** BEGIN Text passage **

Tyler Blint-Welsh's Archive of Techno's Black Founders

Tyler Blint-Welsh's Archive of Techno's Black Founders

Jun 26, 2024

I was bleary and worn out from a few nights of dancing when I happened upon something quite rare and wonderful at Detroit’s Movement Festival. Next to Movement’s subterranean Underground stage, I spotted a photographer doing tintype photography, the 1850s photographic invention that utilizes metal and enamel to produce photos that shine with a ghostly, glimmering materiality.

The photographer, it turns out, was Brooklyn-based artist Tyler Blint-Welsh, who is working on a book composed of 100 portraits of techno’s Black founders, alongside those carrying on their legacy. Inspired by a life-changing trip to Berlin where he happened upon an exhibit at the legendary Berlin club Tresor that told the story of techno’s origins, Blint-Welsh has made it a mission to create an archival object that can celebrate these globally important Black artists, and to offset the notion that techno is primarily white or white-German music.

** END Text passage **

**What you need to do**
1. Summarize the article about Tyler Blint-Welsh's archive in two sentences.
2. Reproduce part of the article about Tyler Blint-Welsh's archive, renaming "tintype photography" as "tintype portraiture". Begin at the words "I was bleary" and stop after "ghostly, glimmering materiality.".

** BEGIN Material **

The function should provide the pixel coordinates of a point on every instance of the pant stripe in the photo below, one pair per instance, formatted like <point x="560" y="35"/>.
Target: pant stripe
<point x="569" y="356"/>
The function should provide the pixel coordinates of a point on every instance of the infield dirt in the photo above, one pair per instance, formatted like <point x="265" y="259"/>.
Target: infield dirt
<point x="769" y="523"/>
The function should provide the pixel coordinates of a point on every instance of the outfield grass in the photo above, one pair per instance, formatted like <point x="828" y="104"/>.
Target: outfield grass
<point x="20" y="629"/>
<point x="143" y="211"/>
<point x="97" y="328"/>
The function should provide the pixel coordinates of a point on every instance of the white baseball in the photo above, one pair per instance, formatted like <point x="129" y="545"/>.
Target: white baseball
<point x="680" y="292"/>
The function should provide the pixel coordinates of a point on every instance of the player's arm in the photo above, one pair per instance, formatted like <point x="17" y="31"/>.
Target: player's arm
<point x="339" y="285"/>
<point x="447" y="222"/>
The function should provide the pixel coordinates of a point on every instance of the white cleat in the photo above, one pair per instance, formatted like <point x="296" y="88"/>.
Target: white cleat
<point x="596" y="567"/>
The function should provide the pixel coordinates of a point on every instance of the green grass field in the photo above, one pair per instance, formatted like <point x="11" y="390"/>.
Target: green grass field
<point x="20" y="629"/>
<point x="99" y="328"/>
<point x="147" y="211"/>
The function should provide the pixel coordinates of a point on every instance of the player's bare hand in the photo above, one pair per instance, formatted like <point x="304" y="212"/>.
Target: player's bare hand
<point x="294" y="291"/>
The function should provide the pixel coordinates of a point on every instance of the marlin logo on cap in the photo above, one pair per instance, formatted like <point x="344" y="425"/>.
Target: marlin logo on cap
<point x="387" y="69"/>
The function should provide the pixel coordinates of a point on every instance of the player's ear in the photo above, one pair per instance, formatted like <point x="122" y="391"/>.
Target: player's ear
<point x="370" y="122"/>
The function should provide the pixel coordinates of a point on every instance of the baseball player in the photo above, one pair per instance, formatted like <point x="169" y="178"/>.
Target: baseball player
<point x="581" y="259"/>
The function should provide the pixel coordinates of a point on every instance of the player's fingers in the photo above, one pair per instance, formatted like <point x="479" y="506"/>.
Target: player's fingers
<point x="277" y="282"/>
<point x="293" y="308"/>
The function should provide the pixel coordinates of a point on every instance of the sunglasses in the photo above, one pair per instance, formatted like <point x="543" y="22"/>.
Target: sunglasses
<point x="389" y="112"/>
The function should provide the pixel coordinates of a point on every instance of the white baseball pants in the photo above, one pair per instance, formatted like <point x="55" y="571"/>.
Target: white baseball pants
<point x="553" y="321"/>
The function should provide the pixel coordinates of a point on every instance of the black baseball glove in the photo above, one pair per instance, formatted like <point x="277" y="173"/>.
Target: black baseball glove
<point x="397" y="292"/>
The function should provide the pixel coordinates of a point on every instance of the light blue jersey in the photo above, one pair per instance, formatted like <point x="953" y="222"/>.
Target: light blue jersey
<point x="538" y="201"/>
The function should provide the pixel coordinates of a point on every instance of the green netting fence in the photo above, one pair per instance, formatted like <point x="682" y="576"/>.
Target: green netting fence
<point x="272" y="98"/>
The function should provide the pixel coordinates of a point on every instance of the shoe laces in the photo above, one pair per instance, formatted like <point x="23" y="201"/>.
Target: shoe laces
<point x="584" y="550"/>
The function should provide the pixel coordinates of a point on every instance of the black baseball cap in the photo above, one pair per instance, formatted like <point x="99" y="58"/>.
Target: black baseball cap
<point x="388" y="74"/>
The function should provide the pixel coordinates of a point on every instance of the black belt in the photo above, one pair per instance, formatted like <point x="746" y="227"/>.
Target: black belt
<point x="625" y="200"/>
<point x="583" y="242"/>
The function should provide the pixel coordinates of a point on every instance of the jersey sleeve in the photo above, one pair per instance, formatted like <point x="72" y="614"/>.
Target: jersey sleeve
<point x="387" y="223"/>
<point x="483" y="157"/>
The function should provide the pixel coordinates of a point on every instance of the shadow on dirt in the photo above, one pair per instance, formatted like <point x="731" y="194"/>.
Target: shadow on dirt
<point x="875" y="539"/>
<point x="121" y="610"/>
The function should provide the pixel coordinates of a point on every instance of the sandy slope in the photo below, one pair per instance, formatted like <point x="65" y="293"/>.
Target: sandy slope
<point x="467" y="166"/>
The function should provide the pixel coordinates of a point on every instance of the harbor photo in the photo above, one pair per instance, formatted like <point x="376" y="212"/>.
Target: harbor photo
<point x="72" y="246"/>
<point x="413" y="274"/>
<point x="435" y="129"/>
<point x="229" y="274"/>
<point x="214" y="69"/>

** END Material **

**Answers to the tasks**
1. At Detroit's Movement Festival, the writer came upon Brooklyn-based artist Tyler Blint-Welsh making tintype photographs, an 1850s process that uses metal and enamel. Inspired by an exhibit on techno's origins at the Berlin club Tresor, Blint-Welsh is making a book of 100 portraits of techno's Black founders and those carrying on their legacy, to celebrate these artists and counter the notion that techno is primarily white or white-German music.

2.
I was bleary and worn out from a few nights of dancing when I happened upon something quite rare and wonderful at Detroit’s Movement Festival. Next to Movement’s subterranean Underground stage, I spotted a photographer doing tintype portraiture, the 1850s photographic invention that utilizes metal and enamel to produce photos that shine with a ghostly, glimmering materiality.